**Material provided:**
----------------------------------------

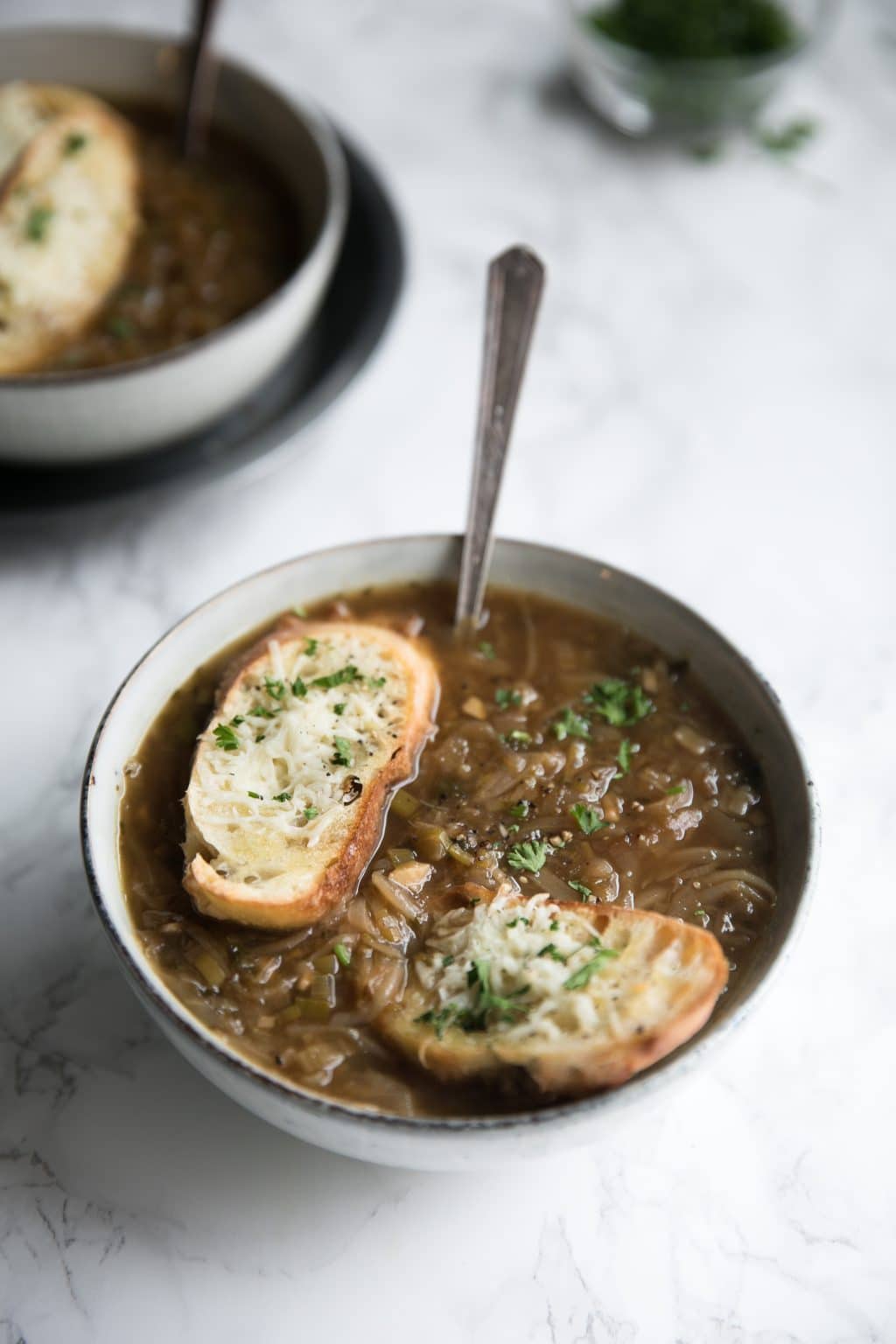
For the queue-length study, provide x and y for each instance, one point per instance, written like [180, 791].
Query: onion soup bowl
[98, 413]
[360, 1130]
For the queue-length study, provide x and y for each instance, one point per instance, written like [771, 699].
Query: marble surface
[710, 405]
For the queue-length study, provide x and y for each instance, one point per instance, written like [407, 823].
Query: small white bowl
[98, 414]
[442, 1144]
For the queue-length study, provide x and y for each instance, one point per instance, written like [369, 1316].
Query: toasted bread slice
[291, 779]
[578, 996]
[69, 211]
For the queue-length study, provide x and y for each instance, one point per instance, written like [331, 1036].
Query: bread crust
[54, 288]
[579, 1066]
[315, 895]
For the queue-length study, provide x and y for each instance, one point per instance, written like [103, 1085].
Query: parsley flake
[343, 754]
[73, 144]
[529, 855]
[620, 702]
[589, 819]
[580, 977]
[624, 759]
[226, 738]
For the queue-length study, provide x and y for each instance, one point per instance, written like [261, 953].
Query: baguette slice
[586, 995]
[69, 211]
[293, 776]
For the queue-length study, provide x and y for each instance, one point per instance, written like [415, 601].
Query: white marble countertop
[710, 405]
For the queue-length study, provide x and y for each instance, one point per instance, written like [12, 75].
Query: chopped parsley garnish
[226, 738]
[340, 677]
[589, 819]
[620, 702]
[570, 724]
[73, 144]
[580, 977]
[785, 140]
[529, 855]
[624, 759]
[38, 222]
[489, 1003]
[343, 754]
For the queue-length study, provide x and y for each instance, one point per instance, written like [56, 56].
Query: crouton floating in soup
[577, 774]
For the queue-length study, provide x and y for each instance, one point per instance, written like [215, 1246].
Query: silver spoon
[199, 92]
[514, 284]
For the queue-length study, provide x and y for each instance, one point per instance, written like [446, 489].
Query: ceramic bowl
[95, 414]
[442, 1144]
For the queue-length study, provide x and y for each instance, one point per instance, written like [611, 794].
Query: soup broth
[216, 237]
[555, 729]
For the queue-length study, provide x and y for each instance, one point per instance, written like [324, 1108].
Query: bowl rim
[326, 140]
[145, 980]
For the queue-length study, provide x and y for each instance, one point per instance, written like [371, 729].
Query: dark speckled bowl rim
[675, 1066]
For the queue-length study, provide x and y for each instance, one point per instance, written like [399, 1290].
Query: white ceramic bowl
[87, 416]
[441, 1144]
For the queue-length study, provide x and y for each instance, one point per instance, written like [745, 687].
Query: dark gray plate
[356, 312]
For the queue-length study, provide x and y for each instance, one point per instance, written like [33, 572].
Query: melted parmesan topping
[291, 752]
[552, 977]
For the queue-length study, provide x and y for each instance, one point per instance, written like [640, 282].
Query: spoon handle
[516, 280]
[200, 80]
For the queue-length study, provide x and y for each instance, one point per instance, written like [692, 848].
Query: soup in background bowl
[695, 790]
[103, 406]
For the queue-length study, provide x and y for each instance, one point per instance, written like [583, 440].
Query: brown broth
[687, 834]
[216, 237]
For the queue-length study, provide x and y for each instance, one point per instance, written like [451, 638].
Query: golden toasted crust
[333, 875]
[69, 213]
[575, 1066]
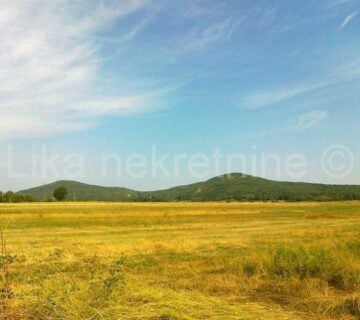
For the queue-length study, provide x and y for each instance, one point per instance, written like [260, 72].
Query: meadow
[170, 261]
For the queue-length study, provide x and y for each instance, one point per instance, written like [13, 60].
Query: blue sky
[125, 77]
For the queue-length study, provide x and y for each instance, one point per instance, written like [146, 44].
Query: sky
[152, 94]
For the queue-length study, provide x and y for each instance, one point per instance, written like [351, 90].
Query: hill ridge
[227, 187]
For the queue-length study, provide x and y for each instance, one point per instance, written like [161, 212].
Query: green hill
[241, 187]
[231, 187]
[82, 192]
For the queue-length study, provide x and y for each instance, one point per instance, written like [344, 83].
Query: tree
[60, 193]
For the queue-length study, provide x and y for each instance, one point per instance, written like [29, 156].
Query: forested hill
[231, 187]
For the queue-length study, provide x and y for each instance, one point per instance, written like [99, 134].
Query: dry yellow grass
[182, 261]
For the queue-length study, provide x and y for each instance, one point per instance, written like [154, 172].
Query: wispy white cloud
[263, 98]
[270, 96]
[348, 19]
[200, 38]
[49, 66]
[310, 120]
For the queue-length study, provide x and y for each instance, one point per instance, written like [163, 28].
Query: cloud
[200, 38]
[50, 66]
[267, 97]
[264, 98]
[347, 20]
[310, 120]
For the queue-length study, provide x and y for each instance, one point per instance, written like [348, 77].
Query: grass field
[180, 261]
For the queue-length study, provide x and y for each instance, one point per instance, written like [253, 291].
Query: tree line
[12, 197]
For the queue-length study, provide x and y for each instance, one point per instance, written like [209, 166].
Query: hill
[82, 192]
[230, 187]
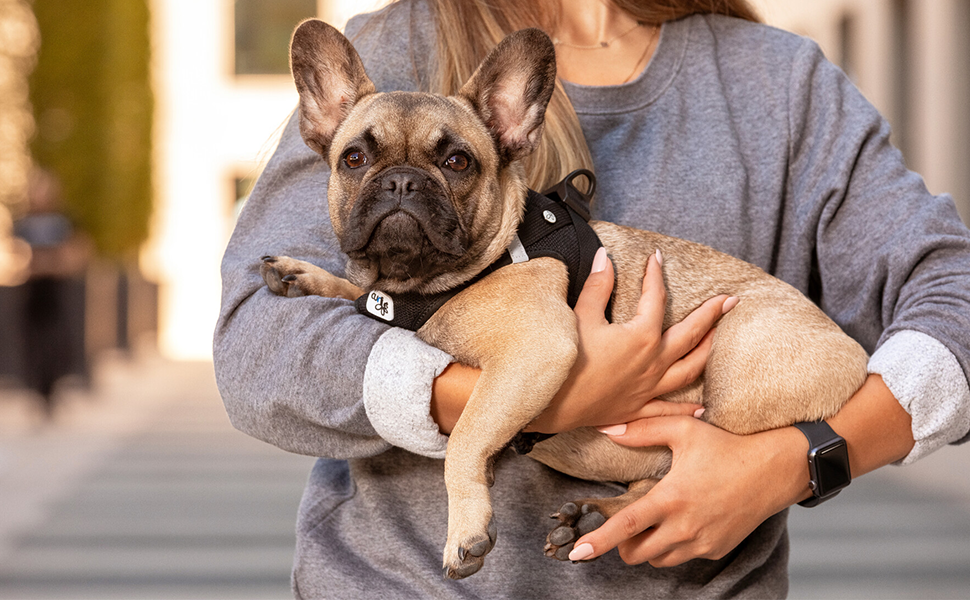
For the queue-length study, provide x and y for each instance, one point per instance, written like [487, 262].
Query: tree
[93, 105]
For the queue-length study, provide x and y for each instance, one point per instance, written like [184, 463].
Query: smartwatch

----------------------------------------

**What the task requires:** Reproduce every item above verbatim, leaving out the pictures.

**Response to this exercise:**
For the queue-length study, provide x and y for each instance, one point per instance, written like [180, 791].
Query: onion soup bowl
[98, 413]
[360, 1130]
For the queue-length study, provide x and y for each instance, one point per instance, written like [771, 699].
Query: marble surface
[710, 405]
For the queue-length study, provide x and y for each instance, one point per instance, written like [407, 823].
Query: small white bowl
[98, 414]
[442, 1144]
For the queue-length study, provide x and y for each instance, one point per instance, written like [369, 1316].
Query: toasted bread slice
[291, 779]
[578, 996]
[69, 211]
For the queue-length study, provide x and y for each instance, one point per instance, written like [331, 1036].
Query: bread crust
[54, 288]
[579, 1066]
[315, 895]
For the queue-length study, provide x and y for each instance, one point per instance, written like [103, 1085].
Query: parsley flake
[343, 754]
[73, 144]
[529, 855]
[620, 702]
[589, 819]
[580, 977]
[624, 759]
[226, 738]
For the queue-length study, provide x and y for each instance, one point per instance, written like [261, 953].
Query: baguette slice
[586, 995]
[69, 211]
[293, 776]
For the queue-length study, provide x and y for each instance, one point per instance, written like [415, 601].
Query: white marble countertop
[710, 405]
For the queue-length study, provide x and y for each instance, one point per instance, written like [12, 75].
Query: chopped parsley garnish
[226, 738]
[340, 677]
[589, 819]
[620, 702]
[570, 724]
[73, 144]
[580, 977]
[785, 140]
[529, 855]
[624, 759]
[38, 222]
[489, 1003]
[343, 754]
For the queue-length study, provide x and y for each instance, one point per instance, written like [56, 56].
Query: crouton floating in soup
[577, 774]
For the queue-length study, provide x and y for each instance, one point per instance, written like [215, 1246].
Query: silver spoon
[199, 92]
[514, 284]
For the queue-length study, provide x and y for each instance, one point per instance, written like [446, 489].
Query: ceramic bowl
[95, 414]
[442, 1144]
For the queue-length study, provide x and y for each instance, one point per instance, written like [611, 794].
Query: soup broth
[216, 237]
[555, 729]
For the queue-length study, provide x and y for each instance, one point per instance, written like [324, 1108].
Query: bowl rim
[326, 140]
[145, 980]
For the queue-length study, provide x and y for each instance, one point per instance, written like [371, 729].
Query: dark speckled bowl rim
[675, 1066]
For the queue-length study, provide x and y for each instance, one point per instance, written like [399, 1290].
Query: white ceramic bowl
[87, 416]
[441, 1144]
For the queue-length study, provide x and y for each instance, one point per instance, written like [745, 687].
Query: dark gray plate
[356, 312]
For the queue-length study, provide x and y for each instance, one point per instance, written like [33, 572].
Query: melted parmesan topping
[291, 752]
[552, 977]
For the queue-length study, provide x and y for each instance, one point per instance, written like [640, 282].
Query: spoon handle
[516, 280]
[200, 80]
For the queue-length study, provide x and y for each instance, one point per instance, written like [692, 848].
Query: soup in background bowl
[695, 790]
[103, 406]
For the queue-length study, provide x and y for each instance, one point per instance, written like [583, 440].
Query: brown broth
[687, 834]
[216, 237]
For the queue-length study, provide x and y for each instance, one point per instance, written like [451, 638].
Query: golden toasted crust
[333, 875]
[69, 213]
[575, 1066]
For the queue-length study, provide x and y for each instance, one point per instance, written like [260, 72].
Query: meadow
[170, 261]
For the queue-length study, provide x and y for each instance, one point per instance, written like [13, 60].
Query: blue sky
[125, 77]
For the queue-length study, provide x and y for each instance, one point per instance, written like [146, 44].
Query: sky
[152, 94]
For the queue-length study, provide x and y for each instance, one point per instance, written like [351, 90].
Query: hill ridge
[227, 187]
For the queue-length study, provide x and y for each instance, one point per instance, written like [161, 212].
Query: green hill
[241, 187]
[231, 187]
[82, 192]
For the queue-length study, provide x and y for each instance, one point per instance, written like [344, 83].
Query: tree
[60, 193]
For the queue-length study, provide x and y for each instance, one point per instance, written like [29, 156].
Query: forested hill
[231, 187]
For the queue-length study, provide x and y for each instance, one point per instance, written like [99, 134].
Query: dry yellow grass
[182, 261]
For the queue-length study, provide x and y for each instance, one point per instance, written like [154, 172].
Query: wispy white cloud
[263, 98]
[270, 96]
[348, 19]
[200, 38]
[49, 66]
[310, 120]
For the queue-length study, provide x and y for each instance, one point per instance, written like [163, 28].
Query: cloud
[200, 38]
[50, 66]
[267, 97]
[264, 98]
[347, 20]
[310, 120]
For the queue-length study, provide x and y for each instance, one point per instance, written like [348, 77].
Query: grass field
[180, 261]
For the queue-length study, provide x and y for each instance, one point per instance, written like [253, 291].
Query: tree line
[12, 197]
For the queue-length study, provide x and y for each instance, one point per instance, written like [209, 166].
Query: hill
[82, 192]
[230, 187]
For the queue-length study, provide x and y for each instance, one point per instance, written like [487, 262].
Query: tree
[93, 105]
For the queue-length study, provide x and y for each instance, one point per instance, written like [184, 463].
Query: smartwatch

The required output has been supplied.